● **Request**
Locate every line in the records below that contains the word "shirt", and copy each of those lines.

***

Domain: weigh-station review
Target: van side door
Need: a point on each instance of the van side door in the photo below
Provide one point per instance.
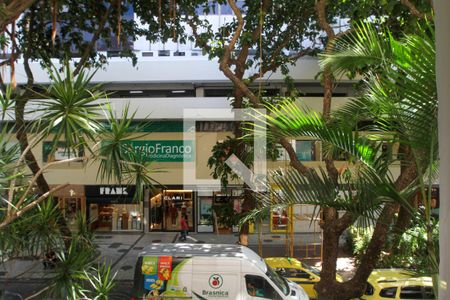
(258, 287)
(216, 278)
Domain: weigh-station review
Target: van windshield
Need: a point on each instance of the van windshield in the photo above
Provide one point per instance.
(279, 281)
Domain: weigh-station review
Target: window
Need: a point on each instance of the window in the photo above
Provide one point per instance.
(369, 289)
(388, 292)
(428, 293)
(257, 286)
(59, 152)
(71, 207)
(163, 52)
(306, 150)
(293, 273)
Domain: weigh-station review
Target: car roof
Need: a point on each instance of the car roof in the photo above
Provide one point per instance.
(188, 250)
(393, 277)
(205, 250)
(283, 262)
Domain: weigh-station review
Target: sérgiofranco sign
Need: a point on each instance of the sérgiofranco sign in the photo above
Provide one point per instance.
(165, 150)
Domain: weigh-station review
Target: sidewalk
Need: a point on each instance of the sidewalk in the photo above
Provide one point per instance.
(121, 249)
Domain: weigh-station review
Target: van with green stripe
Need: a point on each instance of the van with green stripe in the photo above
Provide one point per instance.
(208, 271)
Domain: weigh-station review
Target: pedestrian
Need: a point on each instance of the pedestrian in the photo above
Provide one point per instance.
(184, 228)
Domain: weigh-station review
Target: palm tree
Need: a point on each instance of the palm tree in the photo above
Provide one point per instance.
(400, 100)
(69, 111)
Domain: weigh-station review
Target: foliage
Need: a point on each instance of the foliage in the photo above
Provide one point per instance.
(67, 282)
(225, 214)
(34, 234)
(412, 253)
(70, 110)
(101, 281)
(77, 23)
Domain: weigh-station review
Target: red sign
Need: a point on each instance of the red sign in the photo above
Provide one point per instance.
(164, 267)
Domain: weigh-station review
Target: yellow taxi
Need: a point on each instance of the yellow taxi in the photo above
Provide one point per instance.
(298, 272)
(397, 284)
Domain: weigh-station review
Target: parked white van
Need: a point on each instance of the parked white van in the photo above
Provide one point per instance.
(208, 271)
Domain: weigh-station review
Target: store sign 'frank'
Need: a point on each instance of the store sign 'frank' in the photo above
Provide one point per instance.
(113, 191)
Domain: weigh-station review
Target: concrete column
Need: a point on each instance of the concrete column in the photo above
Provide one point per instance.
(200, 92)
(145, 219)
(442, 9)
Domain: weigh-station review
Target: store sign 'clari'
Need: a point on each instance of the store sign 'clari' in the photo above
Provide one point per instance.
(165, 150)
(113, 191)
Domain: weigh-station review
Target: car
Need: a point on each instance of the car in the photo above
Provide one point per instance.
(208, 271)
(397, 284)
(298, 272)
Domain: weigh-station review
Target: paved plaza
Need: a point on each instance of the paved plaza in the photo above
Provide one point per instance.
(24, 277)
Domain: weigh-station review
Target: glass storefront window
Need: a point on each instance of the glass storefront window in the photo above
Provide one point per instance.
(279, 220)
(168, 207)
(116, 217)
(71, 206)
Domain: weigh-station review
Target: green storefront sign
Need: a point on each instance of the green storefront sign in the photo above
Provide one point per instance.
(165, 150)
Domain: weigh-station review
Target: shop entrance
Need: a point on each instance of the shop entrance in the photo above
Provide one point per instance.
(167, 207)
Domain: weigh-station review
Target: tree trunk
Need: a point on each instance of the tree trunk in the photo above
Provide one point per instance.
(30, 159)
(326, 288)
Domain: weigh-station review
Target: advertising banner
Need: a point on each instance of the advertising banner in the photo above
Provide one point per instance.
(164, 150)
(164, 267)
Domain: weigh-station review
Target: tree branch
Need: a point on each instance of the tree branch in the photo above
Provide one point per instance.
(19, 213)
(49, 165)
(94, 39)
(228, 49)
(322, 18)
(196, 35)
(13, 11)
(413, 9)
(294, 161)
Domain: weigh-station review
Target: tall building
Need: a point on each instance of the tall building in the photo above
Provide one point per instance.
(168, 80)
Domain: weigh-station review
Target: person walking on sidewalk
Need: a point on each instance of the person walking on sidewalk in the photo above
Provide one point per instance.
(184, 228)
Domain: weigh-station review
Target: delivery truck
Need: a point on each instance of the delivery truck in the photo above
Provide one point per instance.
(208, 271)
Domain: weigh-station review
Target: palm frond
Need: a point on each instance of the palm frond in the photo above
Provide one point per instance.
(70, 110)
(288, 120)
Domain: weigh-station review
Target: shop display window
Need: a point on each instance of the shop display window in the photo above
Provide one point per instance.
(116, 217)
(279, 219)
(70, 209)
(205, 222)
(167, 209)
(226, 207)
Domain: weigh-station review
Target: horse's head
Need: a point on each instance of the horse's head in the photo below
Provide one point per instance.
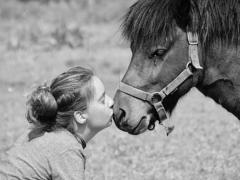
(160, 48)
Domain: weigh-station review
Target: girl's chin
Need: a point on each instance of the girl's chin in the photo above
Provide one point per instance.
(109, 122)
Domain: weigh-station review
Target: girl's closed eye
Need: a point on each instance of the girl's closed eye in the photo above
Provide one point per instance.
(102, 99)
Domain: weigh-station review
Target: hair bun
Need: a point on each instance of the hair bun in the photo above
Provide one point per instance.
(42, 106)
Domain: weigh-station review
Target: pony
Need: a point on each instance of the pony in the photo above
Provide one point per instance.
(177, 45)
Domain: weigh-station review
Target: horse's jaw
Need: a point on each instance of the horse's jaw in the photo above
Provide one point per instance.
(221, 79)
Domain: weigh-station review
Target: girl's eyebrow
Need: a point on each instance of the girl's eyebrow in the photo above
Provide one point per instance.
(102, 96)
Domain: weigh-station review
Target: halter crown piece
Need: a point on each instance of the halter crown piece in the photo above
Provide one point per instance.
(156, 98)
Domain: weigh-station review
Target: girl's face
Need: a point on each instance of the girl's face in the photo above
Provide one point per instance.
(100, 107)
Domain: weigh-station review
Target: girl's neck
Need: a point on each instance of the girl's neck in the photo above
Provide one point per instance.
(86, 134)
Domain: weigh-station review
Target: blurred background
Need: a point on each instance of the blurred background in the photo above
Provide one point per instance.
(39, 39)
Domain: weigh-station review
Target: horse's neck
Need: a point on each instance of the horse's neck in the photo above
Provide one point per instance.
(221, 79)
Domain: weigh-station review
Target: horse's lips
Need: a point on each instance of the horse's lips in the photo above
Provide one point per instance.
(140, 128)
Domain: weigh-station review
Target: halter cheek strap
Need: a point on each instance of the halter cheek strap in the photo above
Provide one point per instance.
(156, 98)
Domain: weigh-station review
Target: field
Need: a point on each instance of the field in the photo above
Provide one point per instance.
(40, 39)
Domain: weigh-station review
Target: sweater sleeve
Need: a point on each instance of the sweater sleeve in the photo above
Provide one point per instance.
(69, 165)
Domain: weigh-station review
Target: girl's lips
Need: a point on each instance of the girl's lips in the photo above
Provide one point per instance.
(110, 122)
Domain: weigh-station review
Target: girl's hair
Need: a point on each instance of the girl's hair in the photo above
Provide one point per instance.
(52, 107)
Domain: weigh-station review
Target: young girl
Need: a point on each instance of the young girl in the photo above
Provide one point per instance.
(64, 116)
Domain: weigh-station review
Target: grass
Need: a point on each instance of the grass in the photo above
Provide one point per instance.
(41, 40)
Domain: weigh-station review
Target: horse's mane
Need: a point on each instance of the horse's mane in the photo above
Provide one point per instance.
(147, 21)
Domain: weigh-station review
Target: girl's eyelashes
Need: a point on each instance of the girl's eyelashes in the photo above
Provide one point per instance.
(102, 100)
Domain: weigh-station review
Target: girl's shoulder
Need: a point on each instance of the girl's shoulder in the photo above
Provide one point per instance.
(57, 141)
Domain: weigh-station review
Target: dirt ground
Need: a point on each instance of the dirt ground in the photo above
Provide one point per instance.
(40, 39)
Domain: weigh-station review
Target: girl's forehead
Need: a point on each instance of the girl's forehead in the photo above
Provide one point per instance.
(98, 86)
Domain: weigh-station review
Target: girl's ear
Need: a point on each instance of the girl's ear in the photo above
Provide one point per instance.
(80, 117)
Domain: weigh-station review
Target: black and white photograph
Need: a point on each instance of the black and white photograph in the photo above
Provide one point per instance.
(119, 89)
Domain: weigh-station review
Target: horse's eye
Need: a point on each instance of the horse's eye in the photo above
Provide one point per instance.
(159, 53)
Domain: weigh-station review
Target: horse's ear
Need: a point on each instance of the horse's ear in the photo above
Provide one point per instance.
(181, 12)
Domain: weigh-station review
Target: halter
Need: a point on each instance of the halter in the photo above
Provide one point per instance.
(156, 98)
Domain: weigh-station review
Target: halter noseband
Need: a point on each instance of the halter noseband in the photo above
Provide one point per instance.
(156, 98)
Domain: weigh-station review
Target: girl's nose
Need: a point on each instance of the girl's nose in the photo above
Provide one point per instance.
(109, 102)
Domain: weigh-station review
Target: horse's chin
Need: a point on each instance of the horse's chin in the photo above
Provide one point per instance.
(141, 127)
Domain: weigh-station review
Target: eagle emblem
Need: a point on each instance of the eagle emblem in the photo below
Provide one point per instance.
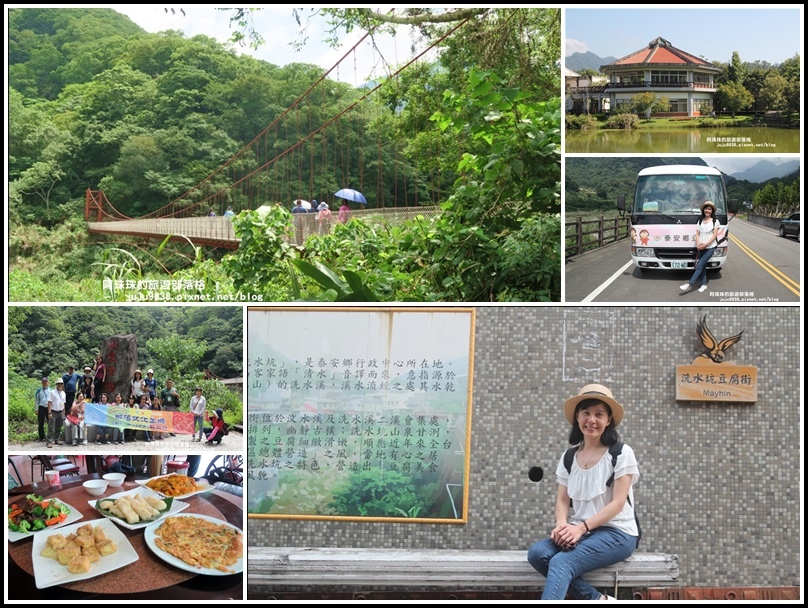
(716, 350)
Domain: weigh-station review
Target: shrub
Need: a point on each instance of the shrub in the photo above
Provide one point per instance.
(623, 121)
(584, 122)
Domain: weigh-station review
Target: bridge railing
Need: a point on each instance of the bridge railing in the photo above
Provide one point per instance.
(581, 235)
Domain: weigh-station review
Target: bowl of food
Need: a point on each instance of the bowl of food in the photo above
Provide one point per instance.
(115, 479)
(96, 487)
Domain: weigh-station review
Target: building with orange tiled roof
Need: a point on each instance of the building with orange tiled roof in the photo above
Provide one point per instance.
(687, 81)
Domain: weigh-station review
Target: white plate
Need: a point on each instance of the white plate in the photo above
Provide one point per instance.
(149, 536)
(176, 507)
(73, 516)
(204, 486)
(49, 572)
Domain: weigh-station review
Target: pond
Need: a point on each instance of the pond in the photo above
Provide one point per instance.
(755, 140)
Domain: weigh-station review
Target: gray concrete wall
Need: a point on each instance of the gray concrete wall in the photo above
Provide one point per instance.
(719, 485)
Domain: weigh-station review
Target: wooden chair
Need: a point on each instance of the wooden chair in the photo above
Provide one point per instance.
(16, 475)
(54, 461)
(64, 466)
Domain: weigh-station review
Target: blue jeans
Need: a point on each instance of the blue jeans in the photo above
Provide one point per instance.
(563, 569)
(701, 266)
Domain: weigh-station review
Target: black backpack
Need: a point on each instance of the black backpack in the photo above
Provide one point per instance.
(723, 238)
(615, 451)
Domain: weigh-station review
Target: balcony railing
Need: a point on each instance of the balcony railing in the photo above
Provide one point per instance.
(659, 84)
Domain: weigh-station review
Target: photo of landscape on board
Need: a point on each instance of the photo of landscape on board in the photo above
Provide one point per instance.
(367, 416)
(154, 165)
(704, 81)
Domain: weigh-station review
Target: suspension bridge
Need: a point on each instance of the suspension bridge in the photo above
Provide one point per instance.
(307, 152)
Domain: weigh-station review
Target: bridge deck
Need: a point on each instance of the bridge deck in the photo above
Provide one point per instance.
(218, 231)
(209, 231)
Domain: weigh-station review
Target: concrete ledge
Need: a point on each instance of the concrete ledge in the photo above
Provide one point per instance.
(325, 568)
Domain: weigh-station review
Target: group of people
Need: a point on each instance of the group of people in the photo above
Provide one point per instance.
(228, 213)
(65, 407)
(307, 214)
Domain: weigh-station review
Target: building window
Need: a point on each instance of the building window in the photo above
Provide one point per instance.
(631, 77)
(668, 76)
(678, 105)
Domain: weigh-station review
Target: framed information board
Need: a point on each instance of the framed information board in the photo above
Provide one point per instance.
(359, 413)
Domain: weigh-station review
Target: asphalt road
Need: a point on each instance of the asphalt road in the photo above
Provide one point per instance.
(761, 268)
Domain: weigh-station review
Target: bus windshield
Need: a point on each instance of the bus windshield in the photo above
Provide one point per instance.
(678, 194)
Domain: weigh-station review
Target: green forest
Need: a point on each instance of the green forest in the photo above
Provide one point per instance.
(177, 342)
(97, 103)
(593, 184)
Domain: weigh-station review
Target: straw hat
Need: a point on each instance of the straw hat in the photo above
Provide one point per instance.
(593, 391)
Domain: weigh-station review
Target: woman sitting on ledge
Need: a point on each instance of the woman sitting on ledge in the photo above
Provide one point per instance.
(600, 529)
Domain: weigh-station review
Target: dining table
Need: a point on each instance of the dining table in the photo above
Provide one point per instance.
(150, 577)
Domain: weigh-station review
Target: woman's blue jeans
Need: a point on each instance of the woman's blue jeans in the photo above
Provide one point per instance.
(563, 569)
(701, 266)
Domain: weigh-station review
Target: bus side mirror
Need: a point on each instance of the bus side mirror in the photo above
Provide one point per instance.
(733, 206)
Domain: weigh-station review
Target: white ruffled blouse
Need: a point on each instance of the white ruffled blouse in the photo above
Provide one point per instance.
(589, 493)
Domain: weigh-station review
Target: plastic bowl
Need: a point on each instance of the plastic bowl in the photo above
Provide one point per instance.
(96, 487)
(115, 479)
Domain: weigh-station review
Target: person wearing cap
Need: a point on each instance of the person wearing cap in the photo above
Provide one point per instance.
(56, 410)
(170, 399)
(75, 428)
(198, 405)
(594, 518)
(41, 397)
(216, 432)
(151, 384)
(99, 378)
(138, 385)
(323, 218)
(72, 382)
(87, 388)
(707, 229)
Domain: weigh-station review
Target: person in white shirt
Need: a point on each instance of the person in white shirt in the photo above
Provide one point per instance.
(41, 403)
(56, 409)
(198, 405)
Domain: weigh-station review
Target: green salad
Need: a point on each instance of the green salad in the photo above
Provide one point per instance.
(35, 513)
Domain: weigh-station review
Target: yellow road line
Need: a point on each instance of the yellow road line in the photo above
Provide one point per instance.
(789, 283)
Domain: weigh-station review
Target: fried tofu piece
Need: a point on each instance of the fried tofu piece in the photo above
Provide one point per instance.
(99, 534)
(85, 541)
(68, 552)
(57, 541)
(79, 565)
(106, 547)
(91, 553)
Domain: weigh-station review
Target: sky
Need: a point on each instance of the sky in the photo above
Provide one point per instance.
(736, 164)
(771, 34)
(278, 27)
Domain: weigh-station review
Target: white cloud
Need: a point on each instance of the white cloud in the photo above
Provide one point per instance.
(278, 27)
(574, 46)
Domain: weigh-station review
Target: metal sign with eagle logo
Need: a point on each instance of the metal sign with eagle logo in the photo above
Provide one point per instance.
(711, 377)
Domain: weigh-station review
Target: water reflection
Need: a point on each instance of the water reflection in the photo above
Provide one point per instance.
(755, 140)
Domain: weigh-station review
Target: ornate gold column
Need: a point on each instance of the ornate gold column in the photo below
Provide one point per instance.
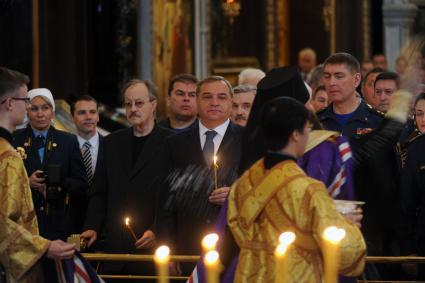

***

● **Output below**
Target: person in white shirt
Need: a point on each instance of the person in white shirt in the photo above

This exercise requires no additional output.